__WHAT TO WORK ON__
Please write out the stretch of material below from the line containing "Identify the wooden" through the end, shifting every coordinate by adding 17 to each number and copying the other lines unchanged.

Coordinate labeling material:
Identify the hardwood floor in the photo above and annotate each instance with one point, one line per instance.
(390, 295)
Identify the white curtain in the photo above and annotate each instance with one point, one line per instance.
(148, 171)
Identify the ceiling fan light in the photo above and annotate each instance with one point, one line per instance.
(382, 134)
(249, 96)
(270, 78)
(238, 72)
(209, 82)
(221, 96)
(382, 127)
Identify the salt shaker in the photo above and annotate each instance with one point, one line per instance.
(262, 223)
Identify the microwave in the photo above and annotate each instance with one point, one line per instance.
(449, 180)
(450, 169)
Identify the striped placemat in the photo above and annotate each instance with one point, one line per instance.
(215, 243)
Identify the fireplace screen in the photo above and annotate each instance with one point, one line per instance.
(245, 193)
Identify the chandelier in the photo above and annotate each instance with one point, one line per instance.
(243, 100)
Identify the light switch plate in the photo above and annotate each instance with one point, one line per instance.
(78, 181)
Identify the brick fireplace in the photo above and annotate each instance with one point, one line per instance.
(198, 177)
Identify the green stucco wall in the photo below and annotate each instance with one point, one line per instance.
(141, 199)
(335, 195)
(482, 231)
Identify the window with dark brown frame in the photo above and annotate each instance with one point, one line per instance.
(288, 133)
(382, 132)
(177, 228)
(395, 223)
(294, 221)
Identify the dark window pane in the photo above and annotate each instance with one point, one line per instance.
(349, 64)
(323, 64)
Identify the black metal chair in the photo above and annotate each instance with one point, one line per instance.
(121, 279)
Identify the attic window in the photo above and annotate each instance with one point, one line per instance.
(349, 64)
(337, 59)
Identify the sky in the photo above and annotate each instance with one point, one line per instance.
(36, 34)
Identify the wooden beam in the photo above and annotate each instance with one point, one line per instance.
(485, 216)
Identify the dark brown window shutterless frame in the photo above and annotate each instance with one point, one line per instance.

__RESULT__
Identify the wooden beam in the photo above and annotate each instance with one point, one line per instance.
(502, 233)
Identify the dark brown window shutterless frame in the photo above and annotate each instance with one point, one line per instance.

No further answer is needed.